## STATED EXERCISE A
Translate this sentence from the mailing-list reply about kernel instability into Spanish: "Peter's experiences are not isolated."
## STATED EXERCISE B
According to the postscript in the mailing-list reply about kernel instability, since when has Peter no longer had problems?
## STATED EXERCISE C
Pick up the mailing-list reply about kernel instability after its last line and write a few more sentences of it.

#### TEXT EXTRACT ####

Re: linux-kernel-digest V1 #4235

Robert Dinse (nanook@eskimo.com)
Mon, 2 Aug 1999 01:52:40 -0700 (PDT)


On Sun, 1 Aug 1999 owner-linux-kernel-digest@vger.rutgers.edu wrote:
>
> From: Matthias Kranz <mskranz@zedat.fu-berlin.de>
> Date: Sun, 1 Aug 1999 17:09:29 +0200
> Subject: Re: 2.2.9+ extreme instability
>
> On Sun, Aug 01, 1999 at 02:26:31AM -0500, Matthew Vanecek wrote:
> > Don't be so quick to judge the hardware bad. Peter's experiences are
> > not isolated. I've had the same problems, and I know others on this
> > list have, too. I know my hardware is 100% good, beyond any shadow of a
> > doubt.
>
> It fills me with a sense of wonder that you are able to give proof that your
> hardware is 100% Ok.
>
> Regards,
> Matthias
>
> Ps. By the way, Peter mailed me that he has not any longer problems, since he
> opened the case of his computer ...

#### DATASET RECORDS ####

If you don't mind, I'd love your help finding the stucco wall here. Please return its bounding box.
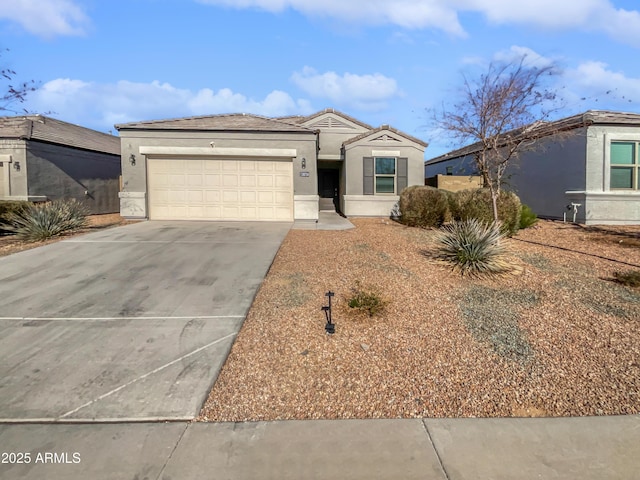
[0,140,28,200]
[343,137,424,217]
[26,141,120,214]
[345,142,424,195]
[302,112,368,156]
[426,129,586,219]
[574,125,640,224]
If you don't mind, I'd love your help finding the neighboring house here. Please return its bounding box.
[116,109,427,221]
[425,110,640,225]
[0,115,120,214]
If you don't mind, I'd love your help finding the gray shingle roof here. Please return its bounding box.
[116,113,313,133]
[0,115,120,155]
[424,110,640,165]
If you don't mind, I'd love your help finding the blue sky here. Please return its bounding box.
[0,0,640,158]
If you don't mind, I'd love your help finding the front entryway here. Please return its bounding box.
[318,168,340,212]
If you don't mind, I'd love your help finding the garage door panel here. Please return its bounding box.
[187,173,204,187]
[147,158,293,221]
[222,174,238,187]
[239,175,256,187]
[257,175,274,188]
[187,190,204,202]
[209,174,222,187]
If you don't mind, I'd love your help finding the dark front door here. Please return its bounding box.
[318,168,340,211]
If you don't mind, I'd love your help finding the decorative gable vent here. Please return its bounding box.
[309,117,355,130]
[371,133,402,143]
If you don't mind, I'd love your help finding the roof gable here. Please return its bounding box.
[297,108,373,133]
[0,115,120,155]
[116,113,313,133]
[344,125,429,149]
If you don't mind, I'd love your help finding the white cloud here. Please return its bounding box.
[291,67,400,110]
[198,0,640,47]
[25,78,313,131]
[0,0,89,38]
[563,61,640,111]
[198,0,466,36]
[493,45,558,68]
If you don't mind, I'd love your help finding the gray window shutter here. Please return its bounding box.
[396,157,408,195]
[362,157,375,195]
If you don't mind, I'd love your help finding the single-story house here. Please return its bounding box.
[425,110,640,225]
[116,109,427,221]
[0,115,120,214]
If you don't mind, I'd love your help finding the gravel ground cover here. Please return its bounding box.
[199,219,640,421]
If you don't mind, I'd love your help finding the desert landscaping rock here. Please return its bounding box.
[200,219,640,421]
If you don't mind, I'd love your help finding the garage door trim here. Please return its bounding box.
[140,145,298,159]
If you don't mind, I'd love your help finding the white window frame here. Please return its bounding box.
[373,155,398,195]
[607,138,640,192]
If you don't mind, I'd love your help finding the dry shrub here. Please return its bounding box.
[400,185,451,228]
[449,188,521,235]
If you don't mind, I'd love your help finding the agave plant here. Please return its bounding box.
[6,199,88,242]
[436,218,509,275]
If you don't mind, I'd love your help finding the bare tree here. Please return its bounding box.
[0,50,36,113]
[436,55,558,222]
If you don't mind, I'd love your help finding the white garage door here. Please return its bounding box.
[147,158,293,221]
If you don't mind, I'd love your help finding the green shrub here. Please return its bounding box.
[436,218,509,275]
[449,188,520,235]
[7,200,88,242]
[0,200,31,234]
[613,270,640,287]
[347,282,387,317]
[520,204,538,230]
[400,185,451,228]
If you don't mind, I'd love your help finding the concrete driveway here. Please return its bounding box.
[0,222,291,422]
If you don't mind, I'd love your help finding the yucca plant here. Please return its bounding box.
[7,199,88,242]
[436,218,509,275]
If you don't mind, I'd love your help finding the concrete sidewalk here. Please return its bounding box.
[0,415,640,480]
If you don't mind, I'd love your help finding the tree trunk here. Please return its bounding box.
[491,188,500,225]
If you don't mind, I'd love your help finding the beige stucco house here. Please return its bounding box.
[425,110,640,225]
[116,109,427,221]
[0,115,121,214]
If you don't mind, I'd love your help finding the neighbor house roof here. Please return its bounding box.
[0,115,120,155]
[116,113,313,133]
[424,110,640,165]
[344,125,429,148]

####
#### DATASET RECORDS ####

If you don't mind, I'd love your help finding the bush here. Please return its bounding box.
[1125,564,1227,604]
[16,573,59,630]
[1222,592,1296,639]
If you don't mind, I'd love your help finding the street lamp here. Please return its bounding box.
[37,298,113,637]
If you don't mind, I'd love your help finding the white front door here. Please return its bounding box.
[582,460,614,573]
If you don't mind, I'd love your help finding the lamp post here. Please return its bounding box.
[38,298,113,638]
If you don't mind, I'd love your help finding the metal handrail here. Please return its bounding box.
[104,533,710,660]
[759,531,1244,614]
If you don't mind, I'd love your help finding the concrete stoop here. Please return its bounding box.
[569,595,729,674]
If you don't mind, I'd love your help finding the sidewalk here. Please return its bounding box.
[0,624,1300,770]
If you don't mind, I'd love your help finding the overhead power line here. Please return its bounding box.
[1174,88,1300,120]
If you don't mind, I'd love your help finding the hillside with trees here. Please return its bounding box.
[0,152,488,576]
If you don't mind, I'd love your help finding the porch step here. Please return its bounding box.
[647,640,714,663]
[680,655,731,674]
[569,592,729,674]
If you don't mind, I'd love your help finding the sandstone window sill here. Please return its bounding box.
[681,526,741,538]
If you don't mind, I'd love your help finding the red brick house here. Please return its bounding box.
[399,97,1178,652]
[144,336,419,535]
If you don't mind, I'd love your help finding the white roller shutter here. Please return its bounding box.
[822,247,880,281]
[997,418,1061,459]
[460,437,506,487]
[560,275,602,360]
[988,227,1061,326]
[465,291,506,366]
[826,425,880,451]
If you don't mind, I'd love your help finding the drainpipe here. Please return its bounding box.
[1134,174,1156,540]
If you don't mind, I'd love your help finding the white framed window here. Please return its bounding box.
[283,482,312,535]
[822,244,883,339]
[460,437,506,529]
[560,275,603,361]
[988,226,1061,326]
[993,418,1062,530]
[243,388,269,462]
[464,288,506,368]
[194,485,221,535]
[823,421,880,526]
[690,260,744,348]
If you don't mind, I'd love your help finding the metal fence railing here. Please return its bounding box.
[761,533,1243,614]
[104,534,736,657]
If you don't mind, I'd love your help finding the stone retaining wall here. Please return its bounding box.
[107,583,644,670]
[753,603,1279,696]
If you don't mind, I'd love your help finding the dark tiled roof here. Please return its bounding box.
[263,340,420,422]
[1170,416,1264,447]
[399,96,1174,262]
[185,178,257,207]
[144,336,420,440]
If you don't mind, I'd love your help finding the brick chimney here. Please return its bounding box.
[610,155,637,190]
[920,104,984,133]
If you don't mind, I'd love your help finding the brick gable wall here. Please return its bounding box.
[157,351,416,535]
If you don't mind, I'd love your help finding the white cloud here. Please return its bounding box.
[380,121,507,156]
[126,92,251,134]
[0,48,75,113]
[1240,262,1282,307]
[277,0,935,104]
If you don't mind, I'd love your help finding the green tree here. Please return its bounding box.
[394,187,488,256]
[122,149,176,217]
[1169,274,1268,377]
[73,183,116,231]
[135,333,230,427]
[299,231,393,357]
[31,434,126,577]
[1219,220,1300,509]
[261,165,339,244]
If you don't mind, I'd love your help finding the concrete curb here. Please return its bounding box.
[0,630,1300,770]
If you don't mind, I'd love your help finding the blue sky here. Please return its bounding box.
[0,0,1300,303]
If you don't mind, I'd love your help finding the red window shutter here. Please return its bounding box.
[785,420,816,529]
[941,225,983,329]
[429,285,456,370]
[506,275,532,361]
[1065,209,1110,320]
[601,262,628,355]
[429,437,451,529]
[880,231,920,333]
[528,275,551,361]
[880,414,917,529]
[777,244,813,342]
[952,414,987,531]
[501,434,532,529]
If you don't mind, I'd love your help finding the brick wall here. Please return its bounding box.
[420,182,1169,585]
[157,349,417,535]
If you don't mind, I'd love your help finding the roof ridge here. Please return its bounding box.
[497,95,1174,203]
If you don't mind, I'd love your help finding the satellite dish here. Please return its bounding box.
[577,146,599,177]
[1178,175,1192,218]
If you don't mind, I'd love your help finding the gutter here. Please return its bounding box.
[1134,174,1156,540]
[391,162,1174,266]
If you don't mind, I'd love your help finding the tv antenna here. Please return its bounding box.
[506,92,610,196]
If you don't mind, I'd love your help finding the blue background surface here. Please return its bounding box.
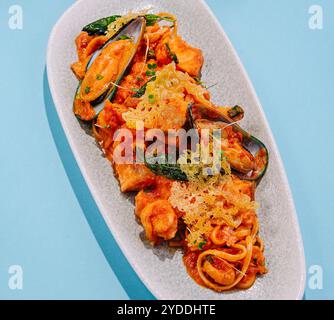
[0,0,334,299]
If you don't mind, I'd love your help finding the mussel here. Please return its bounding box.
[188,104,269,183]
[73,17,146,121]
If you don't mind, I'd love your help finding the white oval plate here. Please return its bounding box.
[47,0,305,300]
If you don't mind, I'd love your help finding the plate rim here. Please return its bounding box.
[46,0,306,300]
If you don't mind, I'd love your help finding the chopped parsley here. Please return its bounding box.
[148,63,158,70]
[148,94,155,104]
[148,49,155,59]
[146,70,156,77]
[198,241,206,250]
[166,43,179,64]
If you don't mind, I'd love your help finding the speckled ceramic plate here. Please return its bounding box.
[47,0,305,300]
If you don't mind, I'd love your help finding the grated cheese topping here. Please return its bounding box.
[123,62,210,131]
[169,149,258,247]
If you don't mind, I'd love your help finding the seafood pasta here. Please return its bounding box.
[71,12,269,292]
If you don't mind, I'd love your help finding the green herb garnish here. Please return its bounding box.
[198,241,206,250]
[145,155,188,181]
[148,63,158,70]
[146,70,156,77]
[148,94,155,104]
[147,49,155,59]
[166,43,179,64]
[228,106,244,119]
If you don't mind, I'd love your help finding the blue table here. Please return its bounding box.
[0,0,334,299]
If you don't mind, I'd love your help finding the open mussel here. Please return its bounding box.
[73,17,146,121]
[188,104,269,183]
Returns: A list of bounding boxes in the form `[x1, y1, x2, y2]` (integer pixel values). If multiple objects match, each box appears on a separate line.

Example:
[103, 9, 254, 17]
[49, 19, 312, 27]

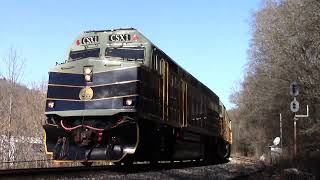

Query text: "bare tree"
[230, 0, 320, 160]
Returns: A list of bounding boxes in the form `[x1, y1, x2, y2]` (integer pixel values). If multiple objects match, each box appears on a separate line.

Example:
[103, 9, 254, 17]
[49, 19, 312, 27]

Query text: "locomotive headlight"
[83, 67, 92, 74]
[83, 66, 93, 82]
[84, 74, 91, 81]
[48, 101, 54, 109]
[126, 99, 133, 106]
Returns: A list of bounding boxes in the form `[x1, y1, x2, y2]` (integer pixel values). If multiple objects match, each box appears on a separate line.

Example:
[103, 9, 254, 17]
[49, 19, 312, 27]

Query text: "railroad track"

####

## EXPECTED OUTPUT A
Las experiencias de Peter no son aisladas.

## EXPECTED OUTPUT B
Since he opened the case of his computer.

## EXPECTED OUTPUT C
> - --
> Matthias Kranz kranz@math.fu-berlin.de
> http://www.math.fu-berlin.de/~kranz

I have two machines, both SS-10, quad Ross CPU's, both doing the same
spin_lock_irqsave thing. I had a 4/670MP doing the same thing. None of these
were unstable under 2.0.35 (except that on the 4/670MP it wouldn't work with 4
CPU's, for some reason Linux didn't want to work with a second module
installed). 2.2.x is MUCH faster than 2.0.35 was but it is not stable, it has
gotten better with time, 2.2.0 often didn't even make it into multi-user mode,
now 2.2.10 usually runs a couple of days between crashes.

I also have another machine, SS-10 with the quad Ross's, still running
SunOS 4.1.4, no instability problems.

As I mentioned, the machines are not running terribly hot. Only one has
an internal drive and then only one drive. The other has no internal drives.
The cases are warm, if you open up the CPU modules are hot but not so hot that
you can't hold your fingers on them.

These aren't random OOPs, they get into this spin_lock_irqsave loop.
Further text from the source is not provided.